### Text section:
Frequently Asked Questions

See our documentation homepage for information about our most common topics.

  1. I have a new phone. How do I move my Duo onto it?
  2. How do I acknowledge use of CURC Resources?
  3. How do I check how full my Summit directories are?
  4. When will my job start?
  5. How can I get system metrics?
  6. How much memory did my job use?
  7. Where is my current fair share priority level at?
  8. Why is my job pending with reason ‘ReqNodeNotAvail’?
  9. Why do I get the following ‘Invalid Partition’ error when I run my job?:sbatch: error: Batch job submission failed: Invalid partition name specified.
  10. Why do I get the following ‘Invalid Partition’ error when I run a Blanca job?
  11. How can I check what allocations I belong to? Why do I get the following ‘LMOD’ error when I try to load slurm/summit?:Lmod has detected the following error: The following module(s) are unknown: "slurm/summit"
  12. How do I install my own python library?
  13. Why does my PetaLibrary allocation report less storage than I requested?
  14. Why is my JupyterHub session pending with reason ‘QOSMaxSubmitJobPerUserLimit’?

I have a new phone. How do I move my Duo onto it?

You can add a new device to your duo account by visiting https://duo.colorado.edu. After a CU authorization page you will be directed to a Duo authentication page. Ignore the Duo Push prompt and instead click “Add a new device”:

_images/duo_new_device1.png

Duo will then try to authenticate your account by push notification to verify your identity. Cancel this push notifcation…

_images/duo_new_device2.png

…and click on “Enter a Passcode”, or “Call Me”.

  • If you select “Call Me” the simply recieve the call and press 1.
  • If you select “Enter a passcode” then click “Text me new codes” and you will be sent a list of one time passwords. Type in any one of the codes and you will be authenticated.

Once you have verified your identity, follow the instructions provided by Duo to add your device.

If you cannot authenticate your account (e.g. do not have your old device), contact rc-help@colorado.edu for further assistance.

How do I check how full my Summit directories are?

You have three directories allocated to your username ($USER). These include /home/$USER (2 G), /projects/$USER (250 G) and /scratch/summit/$USER (10 T). To see how much space you’ve used in each, from a Summit ‘scompile’ node, type curc-quota as follows:

[user@shas0100 ~]$ curc-quota
------------------------------------------------------------------------
                                       Used         Avail    Quota Limit
------------------------------------------------------------------------
/home/janedoe                          1.7G          339M           2.0G
/projects/janedoe                       67G          184G           250G
/scratch/summit                         29G        10211G         10240G

You can also check the amount of space being used by any directory with the du -sh command or the directory’s contents with the du -h command:

[janedoe@shas0136 ~]$ du -h /scratch/summit/janedoe/WRF
698M	WRF/run
698M	WRF

When will my job start?

You can pull up information on your job’s start time using the squeue command:

squeue --user=your_rc-username --start

Note that Slurm’s estimated start time can be a bit inaccurate. This is because Slurm calculates this estimation off the jobs that are currently running or queued in the system. Any job that is added in later with a higher priority may delay your job.

### Data lines:
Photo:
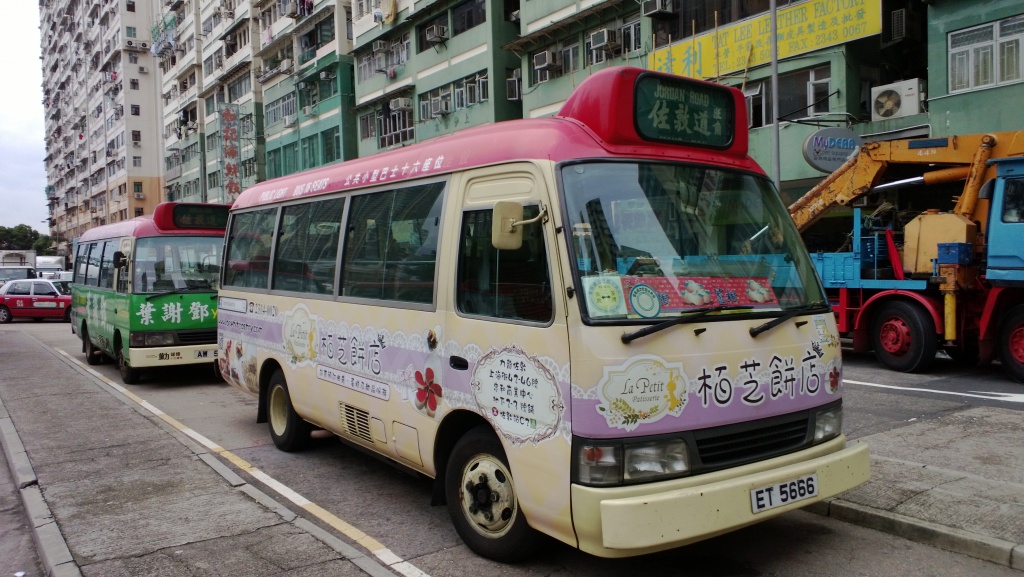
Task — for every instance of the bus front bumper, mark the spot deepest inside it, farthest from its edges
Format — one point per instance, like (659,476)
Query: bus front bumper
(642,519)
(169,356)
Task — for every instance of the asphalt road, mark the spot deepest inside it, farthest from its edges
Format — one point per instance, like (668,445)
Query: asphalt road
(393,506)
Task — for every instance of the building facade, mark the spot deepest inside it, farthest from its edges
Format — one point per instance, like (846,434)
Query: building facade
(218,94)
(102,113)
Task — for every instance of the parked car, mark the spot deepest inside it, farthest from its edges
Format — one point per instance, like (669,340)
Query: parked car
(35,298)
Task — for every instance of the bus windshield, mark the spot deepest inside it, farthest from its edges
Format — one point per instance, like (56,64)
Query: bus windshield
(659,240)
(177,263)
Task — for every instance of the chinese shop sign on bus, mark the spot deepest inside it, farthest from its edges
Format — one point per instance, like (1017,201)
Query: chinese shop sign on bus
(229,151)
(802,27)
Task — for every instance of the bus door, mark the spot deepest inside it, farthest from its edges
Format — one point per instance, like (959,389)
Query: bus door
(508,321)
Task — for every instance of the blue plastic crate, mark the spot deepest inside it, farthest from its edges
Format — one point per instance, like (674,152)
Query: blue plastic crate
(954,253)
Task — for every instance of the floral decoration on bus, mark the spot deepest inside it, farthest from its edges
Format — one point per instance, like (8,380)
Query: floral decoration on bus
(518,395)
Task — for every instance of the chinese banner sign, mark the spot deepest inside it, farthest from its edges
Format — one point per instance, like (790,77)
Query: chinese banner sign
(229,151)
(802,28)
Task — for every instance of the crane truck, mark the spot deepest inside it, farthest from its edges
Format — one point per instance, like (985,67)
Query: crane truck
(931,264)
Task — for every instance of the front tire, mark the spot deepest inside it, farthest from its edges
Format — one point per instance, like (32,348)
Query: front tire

### What is being asked:
Decide whether each statement below agrees with the FAQ text, answering yes or no and quoting the exact words from the FAQ that settle it: (a) The /projects directory for each user is allocated 250 G. (b) The curc-quota command is meant to be typed from a Summit login node. (c) The start time that Slurm estimates for a job is always accurate.

### Output of the exercise:
(a) Yes: "/projects/$USER (250 G)"
(b) No: "from a Summit ‘scompile’ node, type curc-quota"
(c) No: "Note that Slurm’s estimated start time can be a bit inaccurate."